§ **Compiti da svolgere**
(A) Trascrivi il passo del testo sulla tubercolosi da "Pudicamente indicata con" a "noi, a Venarotta.".
(B) Elenca tutti i fattori che, secondo il testo sulla tubercolosi, hanno fatto praticamente scomparire la malattia in Occidente.
(C) Prosegui il testo sulla tubercolosi a partire dal punto in cui si interrompe.

§ **Testo di partenza**
_ _ _ _

/TUBERCOLOSI, LA PAROLA AL DOTTORE (CARLO CAPPELLI)
TUBERCOLOSI, LA PAROLA AL DOTTORE (CARLO CAPPELLI)
TUBERCOLOSI, LA PAROLA AL DOTTORE (CARLO CAPPELLI)
Pudicamente indicata con l’acronimo TBC (ti-bi-cì), questa malattia infettiva è stata una piaga sociale fino alla metà del Novecento. Nel dopoguerra il miglioramento delle condizioni di vita, delle abitazioni, dell’alimentazione, ma soprattutto la scoperta di un antibiotico attivo (streptomicina) sul ‘bacillo di Koch’ responsabile della malattia, l’hanno praticamente fatta scomparire in Occidente. Ha fatto notizia, perciò, ed è rimbalzata tra i media, il caso recente di un’insegnante che ha infettato l’intera classe dei suoi alunni. Ricordo un caso analogo che avvenne qui da noi, a Venarotta.

_ _ _ _

§ **Dati forniti**
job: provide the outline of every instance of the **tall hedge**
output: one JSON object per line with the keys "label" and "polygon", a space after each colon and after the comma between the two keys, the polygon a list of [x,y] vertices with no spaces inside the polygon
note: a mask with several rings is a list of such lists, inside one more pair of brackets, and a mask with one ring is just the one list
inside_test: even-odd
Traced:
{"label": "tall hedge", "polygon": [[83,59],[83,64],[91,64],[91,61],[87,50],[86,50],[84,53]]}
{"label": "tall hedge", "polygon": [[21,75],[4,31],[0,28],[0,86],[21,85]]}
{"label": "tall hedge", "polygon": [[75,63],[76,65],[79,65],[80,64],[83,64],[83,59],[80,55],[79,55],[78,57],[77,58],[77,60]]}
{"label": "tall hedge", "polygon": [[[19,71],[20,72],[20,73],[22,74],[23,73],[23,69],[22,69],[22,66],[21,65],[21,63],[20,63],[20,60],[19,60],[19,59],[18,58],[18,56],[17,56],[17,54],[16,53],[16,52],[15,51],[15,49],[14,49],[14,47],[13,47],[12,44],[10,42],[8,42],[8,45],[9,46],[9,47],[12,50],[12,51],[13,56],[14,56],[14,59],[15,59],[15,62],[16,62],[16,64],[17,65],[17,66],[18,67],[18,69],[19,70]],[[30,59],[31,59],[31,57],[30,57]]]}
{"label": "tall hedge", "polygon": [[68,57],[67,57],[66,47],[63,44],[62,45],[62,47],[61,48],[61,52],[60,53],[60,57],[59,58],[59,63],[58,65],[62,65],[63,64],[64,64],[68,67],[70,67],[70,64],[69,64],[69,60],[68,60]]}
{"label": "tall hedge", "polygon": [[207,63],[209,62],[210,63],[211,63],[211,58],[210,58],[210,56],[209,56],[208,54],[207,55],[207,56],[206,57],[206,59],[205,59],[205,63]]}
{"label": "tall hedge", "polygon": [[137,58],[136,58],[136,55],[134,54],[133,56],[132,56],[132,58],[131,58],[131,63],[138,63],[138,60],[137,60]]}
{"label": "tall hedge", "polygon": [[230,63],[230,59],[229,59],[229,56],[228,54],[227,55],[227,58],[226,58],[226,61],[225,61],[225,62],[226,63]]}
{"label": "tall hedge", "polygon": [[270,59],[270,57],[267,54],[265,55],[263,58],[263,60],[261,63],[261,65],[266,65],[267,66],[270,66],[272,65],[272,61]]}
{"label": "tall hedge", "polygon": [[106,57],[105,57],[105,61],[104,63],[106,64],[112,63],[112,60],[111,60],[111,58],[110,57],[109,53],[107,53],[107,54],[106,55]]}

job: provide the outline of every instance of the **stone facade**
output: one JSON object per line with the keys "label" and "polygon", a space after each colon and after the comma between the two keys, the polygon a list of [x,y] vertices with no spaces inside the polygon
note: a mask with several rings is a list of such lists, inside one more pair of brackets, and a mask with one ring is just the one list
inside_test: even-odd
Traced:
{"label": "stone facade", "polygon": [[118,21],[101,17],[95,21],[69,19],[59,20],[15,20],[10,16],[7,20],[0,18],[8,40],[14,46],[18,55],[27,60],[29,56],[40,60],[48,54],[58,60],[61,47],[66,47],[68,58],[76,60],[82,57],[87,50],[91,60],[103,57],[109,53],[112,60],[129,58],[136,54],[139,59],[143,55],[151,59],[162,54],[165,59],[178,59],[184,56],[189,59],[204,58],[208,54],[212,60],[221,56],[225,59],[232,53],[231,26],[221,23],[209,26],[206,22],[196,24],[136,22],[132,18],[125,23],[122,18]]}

_ _ _ _

§ **Risposte fornite**
(A)
Pudicamente indicata con l’acronimo TBC (ti-bi-cì), questa malattia infettiva è stata una piaga sociale fino alla metà del Novecento. Nel dopoguerra il miglioramento delle condizioni di vita, delle abitazioni, dell’alimentazione, ma soprattutto la scoperta di un antibiotico attivo (streptomicina) sul ‘bacillo di Koch’ responsabile della malattia, l’hanno praticamente fatta scomparire in Occidente. Ha fatto notizia, perciò, ed è rimbalzata tra i media, il caso recente di un’insegnante che ha infettato l’intera classe dei suoi alunni. Ricordo un caso analogo che avvenne qui da noi, a Venarotta.

(B)
- Il miglioramento delle condizioni di vita
- Il miglioramento delle abitazioni
- Il miglioramento dell'alimentazione
- La scoperta di un antibiotico attivo (streptomicina) sul "bacillo di Koch"

(C)
Le caratteristiche della TBC risiedono, come in ogni malattia infettiva, in quelle del suo agente, il bacillo di Koch. Si tratta di un parassita dalle modeste pretese e nient’affatto aggressivo. Ma proprio queste sue caratteristiche di apparente innocuità ne hanno fatto un gravissimo problema medico. Perché l’apparato immunitario di difesa riesce a malapena a riconoscerlo come un intruso e non si attiva a fondo per eliminarlo. Lo tollera, insomma, come uno dei tanti ospiti batterici del nostro corpo. Purtroppo però la via d’ingresso di questa infezione è quella respiratoria e proprio in questo apparato il germe si costruisce la sua prima ‘tana’, dentro i linfonodi del polmone, che sarebbe la sede dove dovrebbe avvenire invece la sua eliminazione. E qui può rimanere per tutta la vita del padrone di casa, contentandosi di riprodursi a stento, dando un minimo di fastidio con qualche saltuaria piccola sortita: periodi di tossetta stizzosa, qualche linea di febbre, un aspetto sciupato è tutto ciò che manifesta, e solamente a tratti, l’organismo ospite. Tutta qui è la ‘TBC primaria’, quella che un tempo la maggior parte degli adulti doveva conoscere durante la sua vita. Per diagnosticarla c’è il ‘test alla tubercolina’, una prova che si esegue sulla pelle e dimostra l’avvenuto contatto con il germe.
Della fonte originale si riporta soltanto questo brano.